AIM OF THE EXERCISE:
Each entry must be reproduced precisely as it stands.

RECORDS PROVIDED:
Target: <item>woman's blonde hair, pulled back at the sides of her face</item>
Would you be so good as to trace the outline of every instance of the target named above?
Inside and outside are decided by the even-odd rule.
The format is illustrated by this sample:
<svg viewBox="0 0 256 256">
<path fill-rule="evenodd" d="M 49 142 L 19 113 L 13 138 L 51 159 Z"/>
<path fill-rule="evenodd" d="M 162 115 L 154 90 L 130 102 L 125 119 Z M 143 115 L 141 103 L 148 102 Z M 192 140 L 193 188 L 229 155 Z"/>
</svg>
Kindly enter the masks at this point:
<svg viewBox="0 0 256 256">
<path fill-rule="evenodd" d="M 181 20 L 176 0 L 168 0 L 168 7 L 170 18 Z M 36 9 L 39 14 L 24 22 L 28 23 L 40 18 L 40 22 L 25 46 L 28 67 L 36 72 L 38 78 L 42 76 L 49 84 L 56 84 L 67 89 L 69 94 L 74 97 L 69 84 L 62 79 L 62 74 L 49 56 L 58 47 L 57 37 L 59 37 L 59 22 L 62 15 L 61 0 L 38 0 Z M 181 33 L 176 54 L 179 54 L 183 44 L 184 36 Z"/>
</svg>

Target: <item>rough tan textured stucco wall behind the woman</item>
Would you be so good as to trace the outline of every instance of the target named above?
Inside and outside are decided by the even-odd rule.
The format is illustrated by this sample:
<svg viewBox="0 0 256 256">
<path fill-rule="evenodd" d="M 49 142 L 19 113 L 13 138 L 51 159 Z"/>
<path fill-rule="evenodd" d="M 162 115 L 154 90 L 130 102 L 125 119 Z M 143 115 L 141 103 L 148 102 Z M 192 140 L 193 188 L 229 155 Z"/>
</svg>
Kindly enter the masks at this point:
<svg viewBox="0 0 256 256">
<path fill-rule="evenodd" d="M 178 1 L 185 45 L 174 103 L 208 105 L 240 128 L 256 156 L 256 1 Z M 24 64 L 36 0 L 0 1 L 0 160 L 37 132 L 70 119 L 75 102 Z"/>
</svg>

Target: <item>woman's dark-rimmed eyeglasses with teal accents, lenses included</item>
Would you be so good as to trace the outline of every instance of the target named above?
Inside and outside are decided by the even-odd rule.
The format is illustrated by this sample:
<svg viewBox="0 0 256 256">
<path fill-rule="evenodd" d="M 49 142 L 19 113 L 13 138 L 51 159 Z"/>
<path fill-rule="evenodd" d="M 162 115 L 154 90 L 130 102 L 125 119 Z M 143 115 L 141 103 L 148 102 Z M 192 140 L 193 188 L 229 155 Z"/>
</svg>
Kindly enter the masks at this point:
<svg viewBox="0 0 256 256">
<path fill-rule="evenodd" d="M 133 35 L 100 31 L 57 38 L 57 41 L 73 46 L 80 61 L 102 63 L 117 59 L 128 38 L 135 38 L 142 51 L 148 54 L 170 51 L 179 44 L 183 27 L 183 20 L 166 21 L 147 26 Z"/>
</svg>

RESPONSE TO THE EXERCISE:
Target: <item>woman's blonde hair, pulled back at the sides of her face</item>
Would you be so good as to trace the outline of every instance of the target named above?
Inside and outside are decided by the even-odd rule.
The format is illustrated by this sample:
<svg viewBox="0 0 256 256">
<path fill-rule="evenodd" d="M 49 142 L 19 113 L 13 138 L 51 159 Z"/>
<path fill-rule="evenodd" d="M 162 115 L 154 90 L 130 102 L 125 119 Z M 143 115 L 141 103 L 148 102 Z M 192 140 L 193 188 L 229 155 Z"/>
</svg>
Kindly enter the masks at this point:
<svg viewBox="0 0 256 256">
<path fill-rule="evenodd" d="M 181 20 L 176 0 L 168 0 L 168 7 L 170 18 Z M 36 9 L 39 14 L 24 22 L 28 23 L 40 18 L 40 22 L 25 46 L 28 67 L 36 72 L 38 78 L 42 76 L 49 84 L 56 84 L 67 89 L 69 94 L 74 97 L 69 84 L 62 79 L 62 74 L 49 56 L 58 47 L 57 37 L 59 37 L 59 22 L 62 15 L 61 0 L 38 0 Z M 181 33 L 176 54 L 179 54 L 183 44 L 184 36 Z"/>
</svg>

Target: <item>rough tan textured stucco wall behind the woman</item>
Would you be so good as to trace the outline of every instance of the target named above?
Inside and outside are decided by the even-odd rule.
The format is illustrated by this sample:
<svg viewBox="0 0 256 256">
<path fill-rule="evenodd" d="M 49 142 L 19 113 L 13 138 L 51 159 Z"/>
<path fill-rule="evenodd" d="M 162 115 L 154 90 L 130 102 L 125 119 Z M 143 115 L 141 103 L 148 102 Z M 192 140 L 193 188 L 229 155 Z"/>
</svg>
Kindly enter the masks at this point:
<svg viewBox="0 0 256 256">
<path fill-rule="evenodd" d="M 178 1 L 185 45 L 174 103 L 208 105 L 240 128 L 256 156 L 256 1 Z M 24 64 L 36 0 L 0 1 L 0 160 L 37 132 L 70 119 L 75 102 Z"/>
</svg>

Target: <item>woman's dark-rimmed eyeglasses with teal accents, lenses included</item>
Would you be so good as to trace the outline of every instance of the target named above?
Inside and outside are decided by the even-odd rule.
The format is illustrated by this sample:
<svg viewBox="0 0 256 256">
<path fill-rule="evenodd" d="M 49 142 L 19 113 L 13 138 L 51 159 Z"/>
<path fill-rule="evenodd" d="M 162 115 L 154 90 L 130 102 L 125 119 Z M 143 115 L 141 103 L 148 102 Z M 192 140 L 193 188 L 229 155 Z"/>
</svg>
Kindly enter the masks at this point:
<svg viewBox="0 0 256 256">
<path fill-rule="evenodd" d="M 133 35 L 100 31 L 57 38 L 57 41 L 73 46 L 80 61 L 102 63 L 117 59 L 128 38 L 135 38 L 142 51 L 148 54 L 170 51 L 179 44 L 183 27 L 183 20 L 166 21 L 147 26 Z"/>
</svg>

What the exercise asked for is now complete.